The data that follows is to be copied exactly, with each image removed.

EXTRACTED INFORMATION START

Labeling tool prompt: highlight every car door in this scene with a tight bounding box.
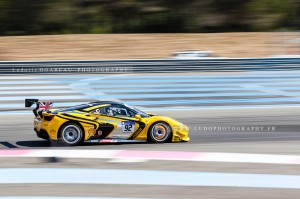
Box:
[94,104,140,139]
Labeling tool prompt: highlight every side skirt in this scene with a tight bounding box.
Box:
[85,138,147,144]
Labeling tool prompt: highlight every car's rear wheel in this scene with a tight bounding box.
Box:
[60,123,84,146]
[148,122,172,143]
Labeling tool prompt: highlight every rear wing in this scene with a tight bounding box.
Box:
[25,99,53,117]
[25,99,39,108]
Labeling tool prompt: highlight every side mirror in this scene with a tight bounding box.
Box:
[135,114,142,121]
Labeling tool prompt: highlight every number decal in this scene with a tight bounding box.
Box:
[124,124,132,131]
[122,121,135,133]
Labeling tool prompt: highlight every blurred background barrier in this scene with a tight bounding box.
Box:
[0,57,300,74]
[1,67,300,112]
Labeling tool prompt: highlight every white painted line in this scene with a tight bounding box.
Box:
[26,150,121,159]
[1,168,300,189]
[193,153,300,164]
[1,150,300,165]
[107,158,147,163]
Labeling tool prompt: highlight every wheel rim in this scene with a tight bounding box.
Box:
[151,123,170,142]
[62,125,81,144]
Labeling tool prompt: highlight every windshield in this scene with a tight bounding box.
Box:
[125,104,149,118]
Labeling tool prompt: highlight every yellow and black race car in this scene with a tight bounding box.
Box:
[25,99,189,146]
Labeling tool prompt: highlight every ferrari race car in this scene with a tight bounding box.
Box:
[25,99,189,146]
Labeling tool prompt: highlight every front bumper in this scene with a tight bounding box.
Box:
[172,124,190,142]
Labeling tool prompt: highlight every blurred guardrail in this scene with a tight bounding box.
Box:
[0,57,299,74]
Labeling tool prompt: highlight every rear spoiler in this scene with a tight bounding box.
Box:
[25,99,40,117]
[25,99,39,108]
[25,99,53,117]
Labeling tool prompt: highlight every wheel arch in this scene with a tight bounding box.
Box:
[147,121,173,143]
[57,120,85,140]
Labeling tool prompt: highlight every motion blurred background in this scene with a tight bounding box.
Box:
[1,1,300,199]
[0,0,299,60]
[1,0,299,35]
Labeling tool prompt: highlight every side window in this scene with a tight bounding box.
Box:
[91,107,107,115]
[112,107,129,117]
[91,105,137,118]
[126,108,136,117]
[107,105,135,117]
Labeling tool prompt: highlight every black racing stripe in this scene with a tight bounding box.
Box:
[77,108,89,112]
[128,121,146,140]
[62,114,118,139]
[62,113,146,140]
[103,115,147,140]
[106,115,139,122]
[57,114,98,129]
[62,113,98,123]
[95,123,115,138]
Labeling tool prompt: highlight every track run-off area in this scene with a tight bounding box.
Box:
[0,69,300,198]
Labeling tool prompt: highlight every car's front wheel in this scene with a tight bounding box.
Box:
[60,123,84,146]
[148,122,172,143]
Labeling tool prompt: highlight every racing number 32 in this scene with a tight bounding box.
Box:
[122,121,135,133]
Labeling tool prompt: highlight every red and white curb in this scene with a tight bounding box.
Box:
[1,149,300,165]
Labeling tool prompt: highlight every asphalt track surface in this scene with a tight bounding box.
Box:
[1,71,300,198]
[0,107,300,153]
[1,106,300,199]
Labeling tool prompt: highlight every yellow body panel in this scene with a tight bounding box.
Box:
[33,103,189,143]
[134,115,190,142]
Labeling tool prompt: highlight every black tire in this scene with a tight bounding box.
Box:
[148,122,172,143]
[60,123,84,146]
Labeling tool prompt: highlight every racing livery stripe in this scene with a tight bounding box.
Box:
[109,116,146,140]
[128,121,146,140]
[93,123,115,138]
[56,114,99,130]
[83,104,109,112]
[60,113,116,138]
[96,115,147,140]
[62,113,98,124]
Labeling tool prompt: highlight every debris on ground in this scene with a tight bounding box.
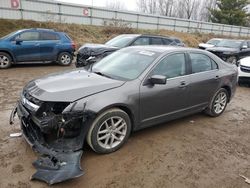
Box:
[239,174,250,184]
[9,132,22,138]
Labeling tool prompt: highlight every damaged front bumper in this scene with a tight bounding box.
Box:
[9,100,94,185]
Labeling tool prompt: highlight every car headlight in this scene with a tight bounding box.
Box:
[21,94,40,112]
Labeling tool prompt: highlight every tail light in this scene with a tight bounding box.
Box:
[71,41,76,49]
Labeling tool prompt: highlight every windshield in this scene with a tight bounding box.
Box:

EXTRACTED INFORMATION END

**RESPONSE TO THIS EXERCISE:**
Labeling tool prompt: highlight every car door in this scene with a tight bounding box.
Box:
[94,104,140,139]
Labeling tool prompt: highlight every side skirt in this scene with a tight bounding box.
Box:
[85,138,147,144]
Labeling tool prompt: highlight every car's rear wheel in this scene with a tight bounding box.
Box:
[60,123,84,146]
[148,122,172,143]
Labeling tool prompt: highlight every rear wing in this scene with a tight bounding box.
Box:
[25,99,53,117]
[25,99,39,108]
Labeling tool prompt: highlight every side mirror in this scene with a tight bounding box.
Box:
[135,114,142,121]
Labeling tool prompt: highlight every number decal in this scene with a tight bounding box.
Box:
[124,124,132,131]
[122,121,135,133]
Labeling tool prompt: highlight every blurred background barrier in this scene with a tight bounding box.
Box:
[0,57,300,74]
[1,67,300,112]
Labeling tool prompt: highlight every white painted line in this scene with a tight bounding box.
Box:
[26,150,121,159]
[1,168,300,189]
[193,153,300,164]
[1,150,300,165]
[107,158,147,163]
Labeling tool prompt: highlight every wheel rim in this scene with a tight bounding box.
Box:
[151,123,170,142]
[62,125,81,144]
Labeling tool prompt: highlight every windshield in this scene with a tight bounding box.
Box:
[125,104,149,118]
Labeling tool prompt: highlight every yellow and black race car in this scene with a tight bounding box.
Box:
[25,99,189,146]
Labeling tool prompt: highlight every ferrari race car in this scene with a tight bounding box.
Box:
[25,99,189,146]
Labeling tool prompt: highlight every front bumper in this scene with a tight bounding box.
Box:
[172,124,190,142]
Labeling tool prompt: highlight every blurred guardrail in this scene with a tight bounding box.
Box:
[0,57,299,74]
Labeling tool prompt: highlight every rear spoiler in this scene with a tight bounding box.
Box:
[25,99,40,117]
[25,99,39,108]
[25,99,53,117]
Labeling tool prompt: highlight every wheel arch in this scene with a tight bounding box.
Box:
[147,121,173,143]
[57,120,85,140]
Labeling tool prompt: highlight every motion blurred background in this scene with a tight bounding box.
Box:
[1,1,300,199]
[0,0,299,60]
[1,0,299,35]
Labeling tool prompt: highlight every side window in this scene with a tight bounding box.
Box:
[91,107,107,115]
[112,107,129,117]
[91,105,137,118]
[126,108,136,117]
[107,105,135,117]
Labeling tool prompt: highlight every black racing stripe in this scene with a tight bounding box.
Box:
[77,108,89,112]
[128,121,146,140]
[62,114,118,139]
[62,113,146,140]
[103,115,147,140]
[106,115,139,122]
[57,114,98,129]
[62,113,98,123]
[95,123,115,138]
Labeling tool prompt: highlight every track run-off area in this scene with a tight bounding box.
Box:
[0,69,300,198]
Labeling tool prompt: highlight every car's front wheel in this scene with a tight bounding box.
Box:
[60,123,84,146]
[148,122,172,143]
Labeling tool prompt: highlight every racing number 32 in this scene with a tight bounding box.
Box:
[122,121,135,133]
Labeling tool prompt: highlight every red and white curb in this scene with a tight bounding box.
Box:
[1,149,300,165]
Labeling tool prompt: highlight every asphalt track surface in this scene with a tight bounding box.
Box:
[1,71,300,198]
[0,107,300,153]
[1,106,300,199]
Labeling tool prompt: highlight every yellow body panel in this scene with a tight bounding box.
Box:
[33,103,189,143]
[134,115,190,142]
Labeling tool prompt: highlight every black tire in this scene with a tight bounding box.
Box:
[148,122,172,143]
[60,123,84,146]
Labeling tool prompt: highlight every racing livery stripe in this scene with a tight bounding box.
Box:
[109,116,146,140]
[128,121,146,140]
[93,123,115,138]
[56,114,99,130]
[83,104,109,112]
[60,113,116,138]
[96,115,147,140]
[62,113,98,124]
Labeling tool prompt: highlight every debris on ground in this scene with a tight bounding box.
Box:
[239,174,250,184]
[9,132,22,138]
Labeling tool prompt: highlight every damaged front bumper in this scene with a tight bounding box.
Box:
[9,100,94,185]
Labeling tool prompt: highlight every car headlight in this scene with a tight bounding box.
Box:
[21,94,40,112]
Labeling tool prompt: highlight every tail light in this scene with a tight bounding box.
Box:
[71,41,76,49]
Labeling tool prompt: highlight every windshield in this scene with a tight bounding box.
Box:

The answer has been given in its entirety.